## BEGIN Raw data

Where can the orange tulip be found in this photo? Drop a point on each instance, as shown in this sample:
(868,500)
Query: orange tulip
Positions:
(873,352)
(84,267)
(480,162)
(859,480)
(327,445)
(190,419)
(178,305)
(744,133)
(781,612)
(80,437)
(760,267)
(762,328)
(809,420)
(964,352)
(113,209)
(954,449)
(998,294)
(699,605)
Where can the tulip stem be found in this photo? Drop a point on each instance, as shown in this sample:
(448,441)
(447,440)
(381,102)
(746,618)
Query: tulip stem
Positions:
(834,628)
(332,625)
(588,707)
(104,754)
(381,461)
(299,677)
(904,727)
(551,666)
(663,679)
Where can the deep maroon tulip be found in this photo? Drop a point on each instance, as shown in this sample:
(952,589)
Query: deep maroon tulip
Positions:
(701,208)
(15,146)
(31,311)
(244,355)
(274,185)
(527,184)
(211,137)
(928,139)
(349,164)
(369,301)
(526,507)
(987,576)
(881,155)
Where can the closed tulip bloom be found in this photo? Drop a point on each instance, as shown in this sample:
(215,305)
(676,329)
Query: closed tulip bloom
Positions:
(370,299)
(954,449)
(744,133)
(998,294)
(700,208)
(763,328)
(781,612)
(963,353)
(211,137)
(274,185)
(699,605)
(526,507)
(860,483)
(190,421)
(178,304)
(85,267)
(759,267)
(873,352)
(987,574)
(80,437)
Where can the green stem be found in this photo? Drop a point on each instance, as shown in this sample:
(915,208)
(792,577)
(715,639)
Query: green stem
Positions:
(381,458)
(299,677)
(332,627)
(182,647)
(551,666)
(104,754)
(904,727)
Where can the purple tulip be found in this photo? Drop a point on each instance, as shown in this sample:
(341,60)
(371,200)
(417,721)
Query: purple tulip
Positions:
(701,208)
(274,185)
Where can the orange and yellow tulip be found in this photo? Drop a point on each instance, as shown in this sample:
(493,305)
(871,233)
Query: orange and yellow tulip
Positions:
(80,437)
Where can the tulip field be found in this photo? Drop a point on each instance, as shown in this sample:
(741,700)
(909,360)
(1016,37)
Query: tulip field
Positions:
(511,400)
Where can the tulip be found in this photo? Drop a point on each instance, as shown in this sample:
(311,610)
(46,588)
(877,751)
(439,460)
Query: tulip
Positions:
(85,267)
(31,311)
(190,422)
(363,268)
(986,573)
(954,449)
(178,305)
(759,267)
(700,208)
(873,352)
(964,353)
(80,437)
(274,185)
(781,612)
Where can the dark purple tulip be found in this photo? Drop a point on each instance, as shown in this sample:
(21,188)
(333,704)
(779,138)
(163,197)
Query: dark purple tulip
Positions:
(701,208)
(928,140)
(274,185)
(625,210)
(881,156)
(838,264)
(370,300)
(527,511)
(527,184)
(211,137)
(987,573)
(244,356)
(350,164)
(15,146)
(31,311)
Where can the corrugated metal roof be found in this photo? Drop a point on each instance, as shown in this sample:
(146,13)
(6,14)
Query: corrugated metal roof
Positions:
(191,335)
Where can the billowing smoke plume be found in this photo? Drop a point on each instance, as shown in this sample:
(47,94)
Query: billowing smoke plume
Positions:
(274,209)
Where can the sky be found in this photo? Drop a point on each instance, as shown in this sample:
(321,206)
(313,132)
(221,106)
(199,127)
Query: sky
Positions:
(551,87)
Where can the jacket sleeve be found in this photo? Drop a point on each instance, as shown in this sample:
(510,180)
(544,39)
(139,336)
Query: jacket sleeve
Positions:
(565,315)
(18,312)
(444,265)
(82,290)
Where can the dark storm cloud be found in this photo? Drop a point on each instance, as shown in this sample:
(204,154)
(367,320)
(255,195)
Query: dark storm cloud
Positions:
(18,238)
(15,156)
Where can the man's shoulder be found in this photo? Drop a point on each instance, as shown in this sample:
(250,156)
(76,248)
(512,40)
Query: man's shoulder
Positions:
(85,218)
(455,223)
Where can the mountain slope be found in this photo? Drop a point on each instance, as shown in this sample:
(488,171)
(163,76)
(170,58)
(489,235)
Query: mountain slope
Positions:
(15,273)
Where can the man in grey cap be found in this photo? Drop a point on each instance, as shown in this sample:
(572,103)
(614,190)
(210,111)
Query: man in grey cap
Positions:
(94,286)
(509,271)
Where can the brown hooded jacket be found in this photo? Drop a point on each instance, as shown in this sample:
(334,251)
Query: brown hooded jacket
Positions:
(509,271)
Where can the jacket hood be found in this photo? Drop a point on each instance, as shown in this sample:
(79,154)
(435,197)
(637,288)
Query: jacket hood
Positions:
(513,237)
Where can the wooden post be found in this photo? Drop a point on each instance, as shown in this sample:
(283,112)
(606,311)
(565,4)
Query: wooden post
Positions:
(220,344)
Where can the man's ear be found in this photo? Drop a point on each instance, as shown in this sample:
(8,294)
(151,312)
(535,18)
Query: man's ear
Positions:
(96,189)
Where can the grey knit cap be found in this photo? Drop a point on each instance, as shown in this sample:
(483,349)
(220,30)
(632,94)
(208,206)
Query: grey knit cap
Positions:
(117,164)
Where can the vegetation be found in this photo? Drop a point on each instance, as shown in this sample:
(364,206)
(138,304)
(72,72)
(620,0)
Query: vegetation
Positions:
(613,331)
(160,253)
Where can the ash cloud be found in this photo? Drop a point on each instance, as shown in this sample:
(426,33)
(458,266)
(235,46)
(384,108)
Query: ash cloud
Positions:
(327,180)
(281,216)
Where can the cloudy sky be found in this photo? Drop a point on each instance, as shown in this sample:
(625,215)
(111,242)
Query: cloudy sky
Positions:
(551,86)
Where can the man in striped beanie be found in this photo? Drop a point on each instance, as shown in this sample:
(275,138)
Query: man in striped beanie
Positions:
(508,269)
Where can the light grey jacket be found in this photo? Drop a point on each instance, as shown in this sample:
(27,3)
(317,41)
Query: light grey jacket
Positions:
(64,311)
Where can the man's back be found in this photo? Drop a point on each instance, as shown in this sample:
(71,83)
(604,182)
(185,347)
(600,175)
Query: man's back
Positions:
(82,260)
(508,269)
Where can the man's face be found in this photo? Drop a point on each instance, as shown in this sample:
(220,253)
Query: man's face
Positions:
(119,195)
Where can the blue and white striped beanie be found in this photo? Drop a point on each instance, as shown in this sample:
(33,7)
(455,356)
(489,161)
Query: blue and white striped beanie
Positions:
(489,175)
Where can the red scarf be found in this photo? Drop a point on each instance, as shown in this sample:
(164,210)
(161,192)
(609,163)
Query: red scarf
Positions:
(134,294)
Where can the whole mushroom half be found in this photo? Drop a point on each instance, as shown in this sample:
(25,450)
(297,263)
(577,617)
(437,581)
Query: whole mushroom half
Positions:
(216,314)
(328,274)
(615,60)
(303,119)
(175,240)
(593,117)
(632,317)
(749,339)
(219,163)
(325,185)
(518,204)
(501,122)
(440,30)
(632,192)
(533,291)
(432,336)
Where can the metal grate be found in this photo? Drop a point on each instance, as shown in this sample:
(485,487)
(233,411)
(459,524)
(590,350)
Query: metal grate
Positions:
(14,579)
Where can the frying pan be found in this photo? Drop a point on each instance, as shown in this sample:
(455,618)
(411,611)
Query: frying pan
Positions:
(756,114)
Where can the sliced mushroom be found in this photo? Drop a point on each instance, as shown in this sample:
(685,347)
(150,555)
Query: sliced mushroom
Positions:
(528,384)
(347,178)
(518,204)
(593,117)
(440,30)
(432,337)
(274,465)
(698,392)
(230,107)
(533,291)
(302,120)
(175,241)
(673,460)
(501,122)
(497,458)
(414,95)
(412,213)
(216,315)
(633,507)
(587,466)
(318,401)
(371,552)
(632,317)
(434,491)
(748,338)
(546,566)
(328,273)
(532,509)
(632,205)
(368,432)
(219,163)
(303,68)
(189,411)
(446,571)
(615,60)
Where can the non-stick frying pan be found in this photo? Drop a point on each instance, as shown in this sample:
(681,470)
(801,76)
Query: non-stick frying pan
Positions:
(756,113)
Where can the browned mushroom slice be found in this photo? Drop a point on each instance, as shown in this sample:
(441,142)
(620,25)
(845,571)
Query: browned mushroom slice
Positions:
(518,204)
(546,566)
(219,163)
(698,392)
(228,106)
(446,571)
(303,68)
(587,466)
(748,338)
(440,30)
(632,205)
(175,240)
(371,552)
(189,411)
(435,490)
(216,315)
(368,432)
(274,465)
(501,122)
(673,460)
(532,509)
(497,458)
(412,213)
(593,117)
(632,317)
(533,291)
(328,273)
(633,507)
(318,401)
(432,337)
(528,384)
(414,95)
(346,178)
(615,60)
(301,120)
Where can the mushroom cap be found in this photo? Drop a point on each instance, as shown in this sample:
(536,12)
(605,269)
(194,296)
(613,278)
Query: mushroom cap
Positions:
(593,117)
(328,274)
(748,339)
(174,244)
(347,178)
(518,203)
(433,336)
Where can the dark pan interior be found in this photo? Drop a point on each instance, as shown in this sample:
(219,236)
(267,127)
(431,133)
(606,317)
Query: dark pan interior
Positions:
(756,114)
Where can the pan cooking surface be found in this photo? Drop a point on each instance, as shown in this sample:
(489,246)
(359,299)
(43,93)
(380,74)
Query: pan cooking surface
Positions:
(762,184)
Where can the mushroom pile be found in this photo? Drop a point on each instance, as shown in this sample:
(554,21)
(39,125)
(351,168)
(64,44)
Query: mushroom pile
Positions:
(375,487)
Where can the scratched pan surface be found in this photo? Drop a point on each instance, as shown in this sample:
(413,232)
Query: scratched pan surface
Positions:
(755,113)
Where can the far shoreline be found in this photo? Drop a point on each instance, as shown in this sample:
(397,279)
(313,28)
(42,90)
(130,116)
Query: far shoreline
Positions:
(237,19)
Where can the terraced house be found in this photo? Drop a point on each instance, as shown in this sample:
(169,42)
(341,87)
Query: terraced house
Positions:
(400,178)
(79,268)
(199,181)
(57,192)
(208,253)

## END Raw data

### Work to do
Can you convert the lines, from the one containing "Where can the pan" through the end of the material, inclusive, into a numbered list with blank lines left out?

### Solution to the problem
1. Where can the pan cooking surface be found in this photo? Drop a point on each instance, as shown in this sample:
2. (489,246)
3. (359,299)
4. (43,93)
5. (380,74)
6. Query: pan cooking surface
7. Positions:
8. (762,184)
9. Where can the mushroom pile be found in this photo? Drop a point on each instance, as shown in this sample:
10. (554,21)
11. (39,125)
12. (351,168)
13. (64,44)
14. Query: mushroom pile
15. Positions:
16. (375,487)
17. Where can the scratched pan surface be found in this photo? Drop a point on each instance, as shown in this sample:
18. (413,232)
19. Query: scratched pan surface
20. Positions:
21. (755,113)
22. Where can the far shoreline be found in this photo? Drop a point on each instance, as shown in this sample:
23. (397,279)
24. (313,28)
25. (42,90)
26. (130,116)
27. Query: far shoreline
28. Positions:
29. (237,19)
30. Where can the terraced house be found in this photo? Drop a point on each instance, as shown in this sample:
31. (169,42)
32. (341,87)
33. Query: terraced house
34. Positions:
35. (400,178)
36. (79,268)
37. (199,181)
38. (57,192)
39. (208,253)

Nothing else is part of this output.